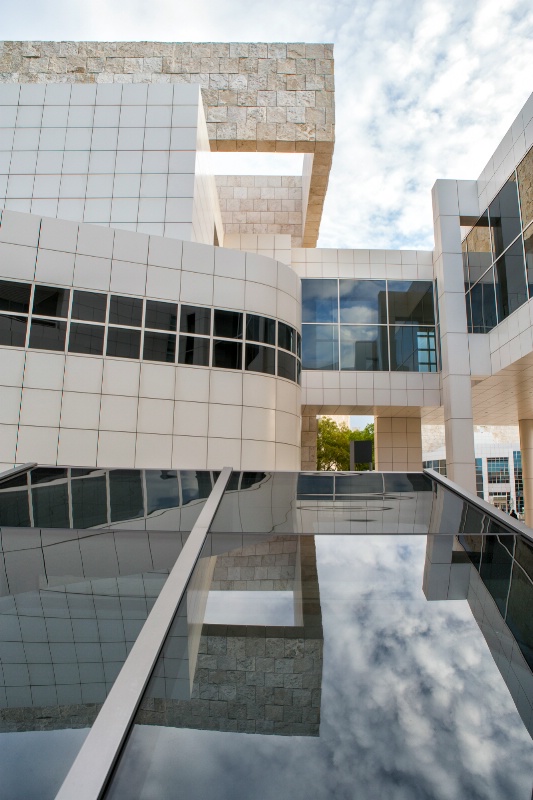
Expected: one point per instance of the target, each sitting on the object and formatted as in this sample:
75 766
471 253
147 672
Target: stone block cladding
261 204
266 97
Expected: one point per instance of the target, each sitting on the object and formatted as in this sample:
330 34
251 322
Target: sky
425 89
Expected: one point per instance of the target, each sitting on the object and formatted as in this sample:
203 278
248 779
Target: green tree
333 444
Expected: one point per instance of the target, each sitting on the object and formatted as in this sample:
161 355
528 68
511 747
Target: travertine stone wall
261 204
267 97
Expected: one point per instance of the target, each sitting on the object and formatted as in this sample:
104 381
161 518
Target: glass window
227 354
524 172
47 335
363 302
125 494
86 339
162 490
13 330
287 337
14 296
125 311
89 306
528 249
511 291
364 347
260 329
228 324
479 249
412 349
194 319
89 498
50 302
50 498
286 365
504 217
159 347
194 350
482 299
163 316
320 347
122 343
411 302
319 300
498 470
260 359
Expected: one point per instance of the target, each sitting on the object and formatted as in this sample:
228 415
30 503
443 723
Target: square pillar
398 444
451 200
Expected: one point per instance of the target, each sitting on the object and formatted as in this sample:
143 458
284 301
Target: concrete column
451 201
309 434
398 444
525 427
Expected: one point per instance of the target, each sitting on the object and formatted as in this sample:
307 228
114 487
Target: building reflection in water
245 678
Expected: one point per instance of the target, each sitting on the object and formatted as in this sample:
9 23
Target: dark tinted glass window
260 329
86 339
286 365
161 490
159 347
13 331
47 335
14 296
125 494
194 350
89 306
511 291
482 304
320 347
125 311
50 503
194 319
504 217
50 302
89 500
411 302
287 337
125 344
228 324
412 349
364 302
14 509
260 359
525 188
163 316
364 347
227 355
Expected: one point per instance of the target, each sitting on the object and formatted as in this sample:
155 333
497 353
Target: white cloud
424 90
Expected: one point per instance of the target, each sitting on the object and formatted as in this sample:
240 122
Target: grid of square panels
96 323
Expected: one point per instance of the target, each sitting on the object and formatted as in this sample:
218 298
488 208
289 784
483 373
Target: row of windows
403 348
367 302
498 253
124 327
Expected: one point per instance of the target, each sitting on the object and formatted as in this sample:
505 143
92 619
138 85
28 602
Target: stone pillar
309 434
398 444
525 427
451 200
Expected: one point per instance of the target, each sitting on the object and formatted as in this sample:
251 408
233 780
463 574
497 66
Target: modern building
157 324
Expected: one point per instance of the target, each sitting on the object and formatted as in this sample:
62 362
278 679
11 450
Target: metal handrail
90 772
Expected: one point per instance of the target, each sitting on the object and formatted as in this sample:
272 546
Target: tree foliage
333 444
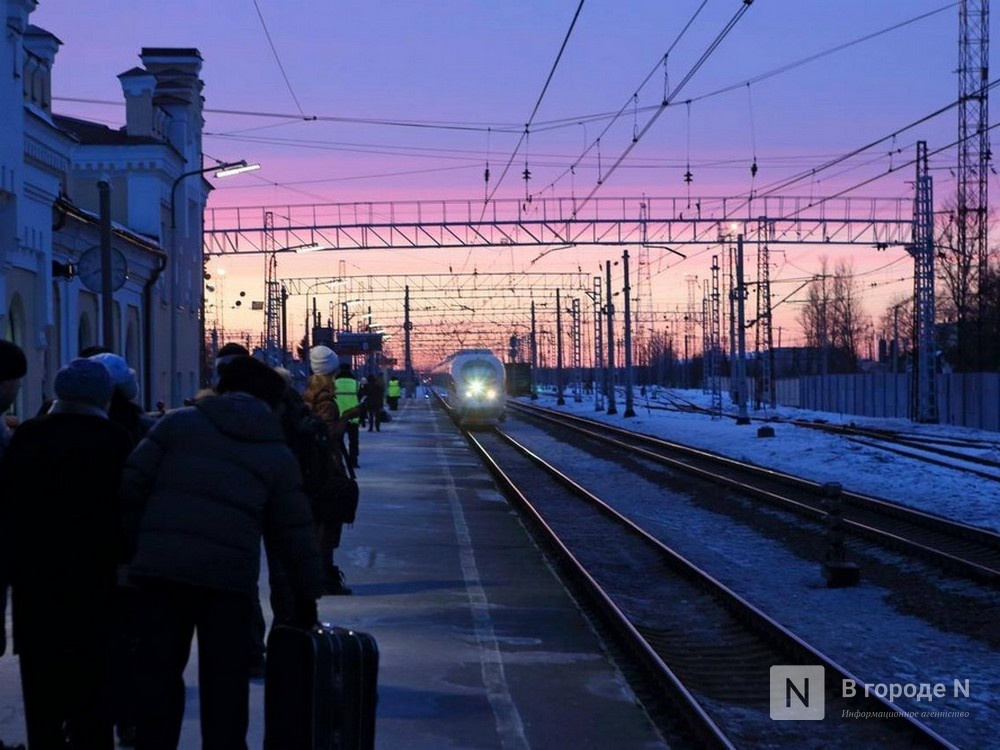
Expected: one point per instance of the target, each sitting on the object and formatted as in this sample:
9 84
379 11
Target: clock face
89 269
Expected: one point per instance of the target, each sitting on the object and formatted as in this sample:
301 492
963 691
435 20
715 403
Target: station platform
480 645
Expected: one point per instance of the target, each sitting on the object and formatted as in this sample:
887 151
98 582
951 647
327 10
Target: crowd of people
148 529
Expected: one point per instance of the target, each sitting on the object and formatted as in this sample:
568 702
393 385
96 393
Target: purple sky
454 83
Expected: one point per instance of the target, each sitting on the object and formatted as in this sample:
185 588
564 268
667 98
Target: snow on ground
866 629
819 456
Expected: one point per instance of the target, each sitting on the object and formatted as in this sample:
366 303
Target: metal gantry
641 222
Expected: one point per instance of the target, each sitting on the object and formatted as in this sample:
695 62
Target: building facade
74 191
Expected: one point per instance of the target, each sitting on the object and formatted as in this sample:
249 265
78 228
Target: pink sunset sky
406 101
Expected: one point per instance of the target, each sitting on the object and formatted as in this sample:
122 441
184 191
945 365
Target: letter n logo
797 692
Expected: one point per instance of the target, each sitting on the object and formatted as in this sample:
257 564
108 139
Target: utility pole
612 409
629 406
741 338
559 379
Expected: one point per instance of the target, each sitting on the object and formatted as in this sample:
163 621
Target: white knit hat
323 360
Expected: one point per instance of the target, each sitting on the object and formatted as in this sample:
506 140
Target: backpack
333 494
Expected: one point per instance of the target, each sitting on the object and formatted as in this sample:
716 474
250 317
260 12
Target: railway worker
198 494
346 393
392 393
327 481
374 400
61 523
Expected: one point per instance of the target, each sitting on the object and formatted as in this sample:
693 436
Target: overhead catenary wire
534 111
660 61
277 59
663 106
539 126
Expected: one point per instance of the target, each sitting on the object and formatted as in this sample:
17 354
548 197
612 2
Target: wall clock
88 268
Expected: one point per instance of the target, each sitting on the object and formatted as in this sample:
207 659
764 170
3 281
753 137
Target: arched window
14 331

### [EXERCISE DESCRIPTION]
Going through the records above line by line, transcribe each one exactly and skip any pictures.

### [EXERCISE SOLUTION]
Expected: one point per instance of the target, each sitting on the object and formatted as in this sample:
75 766
471 253
147 672
Target: stone block cladding
261 204
266 97
Expected: one point per instance of the target, each sitting on the object and formatted as in this sample:
330 34
251 322
Target: sky
425 89
Expected: one point per instance of the target, each sitting on the object and formatted as in this sample:
203 278
248 779
Target: green tree
333 444
Expected: one point per instance of the target, each sitting on the object and formatted as in this sample:
161 355
528 68
511 747
Target: travertine stone wall
261 204
267 97
Expected: one point per instance of the target, each sitting on the object and formatted as in this sample:
104 381
161 518
Target: glass window
227 354
524 172
47 335
363 302
125 494
86 339
162 490
13 330
287 337
14 296
125 311
89 306
528 249
511 291
364 347
260 329
228 324
479 249
412 349
194 319
89 498
50 302
50 498
286 365
504 217
159 347
194 350
482 299
163 316
320 347
122 343
411 302
319 300
498 470
260 359
Expected: one point per instance of the target, each sitting on the object and formatted as in this sample:
228 415
30 503
443 723
Target: square pillar
398 444
451 200
Expected: one point per instance of the target, each sitting on the object and formatted as in this sample:
143 458
284 301
Target: concrete column
451 201
309 434
398 444
525 427
Expected: one point per instance of the target, each sitting on the object and formatted as in this sample:
307 228
114 487
Target: building reflection in water
245 678
Expected: one point per instance of the target, each sitting on the object and formatted as in this sample:
9 23
Target: dark tinted glass window
260 329
86 339
286 365
161 490
159 347
13 331
47 335
14 296
125 494
194 350
89 306
511 291
482 304
320 347
125 311
50 503
194 319
504 217
50 302
89 500
411 302
287 337
125 344
228 324
412 349
364 302
14 509
260 359
525 188
163 316
364 347
227 355
Expected: one point per instance of the target, each sitting on the object and formatted as in this sample:
155 333
497 353
Target: white cloud
424 90
Expected: one point per instance of the target, each sitting on the object and formatted as in this sample:
240 122
Target: grid of square panels
96 323
Expected: one point per instance of the target, each sitting on the object and formatted as in this sample:
218 298
488 208
289 784
483 373
Target: row of windows
403 348
367 302
498 253
124 327
Expected: one point per instance of the target, each sitting on the object and formatted as in this sample:
505 143
92 619
138 85
28 602
Target: stone pillar
309 434
398 444
525 427
451 200
Expected: one point per instance of the target, each sitting on the object and formatted as in this sample:
251 408
233 780
463 574
497 66
Target: modern building
157 324
Expected: one point per instance of the target, each sitting on the object and formatted as in this sample:
62 362
278 679
11 450
Target: metal handrail
90 772
Expected: one point per instance of the target, each sitting on the object and formatted as in this sample:
272 546
Target: tree foliage
333 444
Expected: one point per instance of the target, each sitting on the object and formatted as in this sample:
9 84
379 11
Target: clock face
89 269
Expected: one point per instance of the target, each sitting on the object and formatted as in this sample:
301 492
963 691
435 20
715 403
Target: station platform
480 645
Expected: one point per instance of the target, each sitting on the object and formatted as in this sample:
887 151
98 582
951 647
327 10
Target: crowd of people
148 529
Expected: one point per instance of the target, each sitting on the object and formatted as in this sample:
568 702
393 385
96 393
Target: purple sky
454 83
Expected: one point per instance of the target, each sitting on the object and formatted as in this sample:
185 588
564 268
667 98
Target: snow on ground
866 629
819 456
Expected: one point per instance of the target, each sitting on the object and formatted as in this sample:
366 303
Target: metal gantry
641 222
Expected: one point per instance of the target, each sitting on the object and formatted as in this sample:
695 62
Target: building facade
74 191
Expected: one point per instance of the target, each sitting on the object and formatted as in this sample:
249 265
78 228
Target: pink sunset sky
406 101
Expected: one point per instance of the target, each sitting on the object and formatted as in this sample:
122 441
184 191
945 365
Target: letter n logo
797 692
Expected: one point per instance of the target, each sitting on the object and formatted as in this sample:
257 564
108 139
Target: utility pole
612 409
629 406
741 338
559 379
Expected: one point per instance of the target, each sitting on the object and formatted as in this sample:
163 621
Target: white knit hat
323 360
Expected: one point per instance of the target, each sitting on the object and formatted as in this sample:
506 140
Target: backpack
333 494
Expected: one point per instance of the target, each sitting on the object and formatted as in this sample:
716 474
250 317
260 12
Target: railway worker
198 494
346 393
392 393
327 481
374 400
61 523
Expected: one point per instance of the target, each sitting on the object and formatted as in this sample:
693 436
Target: overhead catenary wire
534 111
660 61
277 59
663 106
539 126
Expected: one point per instance of the target, each sitting on the object and formatted as in this sample:
17 354
548 197
612 2
Target: wall clock
88 268
Expected: one point per instance of the target, each sitting on the object and formatted as in this sample:
207 659
764 170
3 281
753 137
Target: arched window
14 331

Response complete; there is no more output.